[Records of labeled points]
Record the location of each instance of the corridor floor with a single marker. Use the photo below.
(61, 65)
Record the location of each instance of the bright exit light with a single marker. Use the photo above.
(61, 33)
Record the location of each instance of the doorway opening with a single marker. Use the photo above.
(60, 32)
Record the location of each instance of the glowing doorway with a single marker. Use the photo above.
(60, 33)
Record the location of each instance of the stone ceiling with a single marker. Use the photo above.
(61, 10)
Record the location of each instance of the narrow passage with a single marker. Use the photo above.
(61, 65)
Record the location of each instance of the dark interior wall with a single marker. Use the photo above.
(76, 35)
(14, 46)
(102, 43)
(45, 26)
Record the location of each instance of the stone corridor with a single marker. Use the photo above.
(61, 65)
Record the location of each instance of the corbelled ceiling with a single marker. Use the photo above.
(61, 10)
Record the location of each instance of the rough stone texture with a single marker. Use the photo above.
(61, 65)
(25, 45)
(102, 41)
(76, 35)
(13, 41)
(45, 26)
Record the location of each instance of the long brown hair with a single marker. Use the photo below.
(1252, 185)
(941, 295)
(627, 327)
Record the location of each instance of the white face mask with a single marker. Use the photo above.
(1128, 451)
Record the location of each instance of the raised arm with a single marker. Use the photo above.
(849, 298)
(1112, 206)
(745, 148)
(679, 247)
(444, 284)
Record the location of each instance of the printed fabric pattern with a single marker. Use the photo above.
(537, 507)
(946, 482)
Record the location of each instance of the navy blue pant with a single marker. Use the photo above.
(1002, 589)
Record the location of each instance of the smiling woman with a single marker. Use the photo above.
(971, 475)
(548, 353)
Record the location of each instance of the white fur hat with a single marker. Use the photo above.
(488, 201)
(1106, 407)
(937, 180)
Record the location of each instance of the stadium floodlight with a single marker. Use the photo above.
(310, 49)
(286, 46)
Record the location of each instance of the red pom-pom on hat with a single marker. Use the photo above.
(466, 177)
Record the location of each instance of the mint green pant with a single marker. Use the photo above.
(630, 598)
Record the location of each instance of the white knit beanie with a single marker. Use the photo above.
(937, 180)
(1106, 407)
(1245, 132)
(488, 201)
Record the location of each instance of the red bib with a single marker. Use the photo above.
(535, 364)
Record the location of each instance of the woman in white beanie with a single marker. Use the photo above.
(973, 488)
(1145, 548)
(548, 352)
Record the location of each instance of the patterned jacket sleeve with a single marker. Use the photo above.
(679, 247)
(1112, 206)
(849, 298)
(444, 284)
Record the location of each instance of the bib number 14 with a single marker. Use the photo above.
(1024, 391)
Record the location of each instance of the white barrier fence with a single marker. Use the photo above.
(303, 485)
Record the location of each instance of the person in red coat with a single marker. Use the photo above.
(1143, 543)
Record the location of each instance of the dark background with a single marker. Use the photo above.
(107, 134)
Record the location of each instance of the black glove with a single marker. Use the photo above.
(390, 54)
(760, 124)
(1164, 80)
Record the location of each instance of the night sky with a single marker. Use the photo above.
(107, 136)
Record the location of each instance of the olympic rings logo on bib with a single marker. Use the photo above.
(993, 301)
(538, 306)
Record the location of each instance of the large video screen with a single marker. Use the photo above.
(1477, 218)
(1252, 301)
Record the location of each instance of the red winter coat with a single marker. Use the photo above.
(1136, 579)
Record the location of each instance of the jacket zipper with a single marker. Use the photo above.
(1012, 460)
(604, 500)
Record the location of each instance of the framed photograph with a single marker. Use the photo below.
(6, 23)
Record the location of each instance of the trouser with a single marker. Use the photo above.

→ **DIRECTION**
Extract all of the data shown above without alteration.

→ **SOLUTION TO THIS EXERCISE**
Record the location of each instance of the corridor floor with a single marker. Use the photo below.
(61, 65)
Record the location of each instance of the bright exit light with a single marker. Use the photo above.
(61, 33)
Record the location of each instance of the doorway opening with a single marker. Use the photo above.
(60, 32)
Record the location of each instance of the glowing doorway with a single marker. Use the photo above.
(60, 33)
Record the location of each instance of the stone ceiling with a single marker. Use the photo above.
(61, 10)
Record the location of each instance of the narrow passage with a single marker. Use the photo above.
(61, 65)
Record the location of each instance of the dark interior wall with a single marker. Use the photo above.
(76, 35)
(14, 46)
(102, 43)
(45, 26)
Record the location of each instance of the stone corridor with a single marker. Use the photo above.
(61, 65)
Record the location of each instance of the corbelled ceiling with a single marker. Use the photo above.
(61, 10)
Record the location of each instance of the rough stone texture with a single marker. Use the photo above.
(61, 65)
(25, 45)
(102, 41)
(76, 35)
(13, 41)
(45, 26)
Record the location of each instance of the long brown hair with a single marker. Use the photo below.
(1252, 185)
(941, 295)
(627, 327)
Record the location of each instance of the white face mask with a single marker. Use the photo above.
(1128, 451)
Record the location of each instance of the raised arm with a single marker. Use the photo above.
(849, 298)
(1112, 206)
(745, 148)
(679, 247)
(444, 284)
Record the location of each instance of the printed fabric pattern with a single marker. Use the photo above.
(537, 507)
(946, 482)
Record the location of each instance of the navy blue pant with a single marker. Use the photo above.
(1002, 589)
Record the location of each instance of the smiling woman with a single marker. Use the photo above.
(971, 475)
(548, 353)
Record the location of each instance of the white fur hat with a single marker. Use the photo above.
(488, 201)
(1106, 407)
(937, 180)
Record the location of each instance of the stadium floodlight with a single marker. Use the photo above.
(310, 49)
(286, 46)
Record the location of each instance of the red pom-pom on hat with a single marker. Use the photo above.
(466, 177)
Record the location of each instance of the mint green pant with a single marker. Use the photo above.
(630, 598)
Record the location of each instance of the white knit beanie with a single marker. Use the photo above.
(937, 180)
(1106, 407)
(1245, 132)
(488, 201)
Record the location of each instance of the red bib with a single marker. Use the photo above.
(535, 364)
Record the location of each instance of the woman in white beanie with a single marker. Use the photo above.
(973, 488)
(1145, 548)
(548, 352)
Record the location of each instance of the patterned jacket sleeve with a single marker. Use the photo above.
(679, 247)
(1112, 206)
(849, 298)
(444, 284)
Record the location of each instance of the bib number 14 with a single marker. Use the photo above.
(1024, 391)
Record the location of each instance of the white barrier fence with a single marker. Use the photo above.
(303, 485)
Record the location of each instance of the person in red coat with a single marker. Use the photo above.
(1143, 543)
Record the location of each instance of the dark background with a single marker. Use the photo above.
(107, 134)
Record the location of each instance of the black glove with a single marker. Use the photo above.
(390, 54)
(760, 124)
(1164, 80)
Record the location of each instance of the night sky with a single marker. Use the photo above.
(107, 136)
Record the location of each instance of the olympic rings logo on bib with a single marker. Use the photo above.
(993, 301)
(538, 306)
Record the location of each instance of the large video screen with a single marker. Use the photo above.
(1477, 218)
(1252, 301)
Record the location of each instance of the red winter coat with a single marker. Use the photo above.
(1136, 579)
Record the location of each instance of the jacket zipper with a single marker. Use the photo above.
(1012, 460)
(604, 500)
Record the location of each instance of the framed photograph with a single marker. Use the photo below.
(6, 23)
Record the location of each instance of the trouser with a single marker. Use the photo above.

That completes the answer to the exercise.